§ **WHAT YOU WILL DO**:
• 1. Decide whether each statement agrees with the passage on the South African public-sector wage dispute, and support each yes or no with the deciding words quoted from it. (a) The government has agreed to raise civil servants' salaries this year. (b) Nehawu's leadership wanted the government to withdraw its court case before any meeting. (c) The three-year wage agreement was signed in 2019.
• 2. Proceed with the passage on the South African public-sector wage dispute, picking up after its final sentence.

Despite the extensive disruptions likely consequent to the strike – not least in both the health and education sectors – the SA government is still refusing to increase salaries of the country’s almost one-and-a-half million civil servants this year, in line with the three-year public sector wage agreement signed in 2018.

The issue was discussed between President Ramaphosa and Nehawu recently without resolution since the Ramaphosa administration is scrabbling just to pay the bills, let alone affording increases negotiated under utterly different economic conditions.

But the unions are having none of that argument.

Nehawu strikers at the offices of the National Student Financial Aid Scheme (NSFAS), which assists many thousands of learners to pay for their higher education, said they would not budge until all outstanding payments were made.

All demands 'must be met' 

An indicator of the militancy running through union circles is evidenced by the vow not to stop striking until all demands made have been met. 

Last month, there was a national strike action over the same wage dispute, as well as the safety of workers during the pandemic and corruption, with Nehawu saying that if its demands were not met, workers – including in the health sector – would down tools.

The union said among key discussions with Ramaphosa was the current legal battle between the government and public-sector unions, which is before the Labour court relating to a three-year wage increase agreement that the government refused to honour this year.

The union said Ramaphosa had proposed a high-level meeting to resolve the dispute but Nehawu general secretary Zola Saphetha said the union’s leadership had instead called on Ramaphosa’s government to first withdraw its court case.

“We cannot negotiate or engage with the barrel of a gun to our head,” Saphetha said.

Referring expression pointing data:

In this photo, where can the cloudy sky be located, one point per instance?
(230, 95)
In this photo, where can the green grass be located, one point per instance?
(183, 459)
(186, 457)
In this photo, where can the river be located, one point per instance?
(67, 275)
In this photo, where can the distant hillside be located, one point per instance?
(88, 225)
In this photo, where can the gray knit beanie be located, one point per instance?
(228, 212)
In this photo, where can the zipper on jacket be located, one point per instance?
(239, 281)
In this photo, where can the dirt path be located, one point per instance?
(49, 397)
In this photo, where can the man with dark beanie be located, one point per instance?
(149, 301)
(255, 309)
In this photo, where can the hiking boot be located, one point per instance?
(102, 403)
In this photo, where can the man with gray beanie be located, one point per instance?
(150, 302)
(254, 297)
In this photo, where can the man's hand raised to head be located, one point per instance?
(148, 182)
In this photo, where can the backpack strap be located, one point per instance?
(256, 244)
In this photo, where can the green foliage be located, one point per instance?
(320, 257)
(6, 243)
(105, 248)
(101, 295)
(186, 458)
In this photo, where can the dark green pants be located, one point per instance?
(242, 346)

§ **TASK RESPONSES**:
• 1.
(a) No: "the SA government is still refusing to increase salaries of the country’s almost one-and-a-half million civil servants this year"
(b) Yes: "the union’s leadership had instead called on Ramaphosa’s government to first withdraw its court case"
(c) No: "the three-year public sector wage agreement signed in 2018"

• 2.
Upsetting the unions is also that their numbers are dwindling as the government allows ‘natural attrition’ to reduce very high levels of public sector employment and cut the government’s wage bill.

Some 120,000 public sector vacancies have resulted, drawing much union anger.

Efforts were being made – over strenuous union objections – in February this year, and under international investor pressure, to reduce the public sector wage bill by at least 10 per cent to make SA a more attractive investment destination.

But all that was before Covid-19.

While some elements of the dispute might be negotiable, even Public Service and Administration Minister Senzo Mchunu was forced to admit that the salary increases element remained “an issue”.

“Our doors remain open,” said Mchunu of possible further negotiations, which the unions ruled out, setting the scene for what seems likely to be a costly national strike.

The implications run far beyond the current showdown.

For one thing, Nehawu is the biggest and most powerful of the unions, which make up Cosatu, ostensibly the ruling African National Congress’s (ANC) ally in the ‘tripartite’ ruling alliance, along with the SA Communist Party.

Nehawu spokesmen have said its leadership and members were sufficiently annoyed by the government’s about-turn on the promised pay increase that it “might withdraw” its political support for the ANC in the forthcoming elections.

That would be a disaster for the ANC – though many members of the striking unions are likely, when push comes to shove, to still vote for the ‘party of liberation’ in scheduled local government elections just six months away.

Cosatu, which has several times in recent years verged on breaking away from the ANC and forming its own dedicated ‘workers’ party’, is strongly supporting the Nehawu position, setting an ominous scene for Ramaphosa’s government, which cannot meet the demanded increase, pre-existing agreement or not.

There is another level to this developing issue, with many worrying potentials. This is  the emerging dynamic of employed (and union-protected) workers versus the vast pool of unemployed – now at least 40 per cent of all working-age persons – who make up this country’s most vulnerable and number somewhere between 15 and 20 million out of a population of 60 million.

It is a case of the working poor against the extremely poor – a scenario which leading political, economic and sociological analysts almost all say is likely to lead to increasing social tensions, political extremism and severe economic fallout which SA can now ill afford.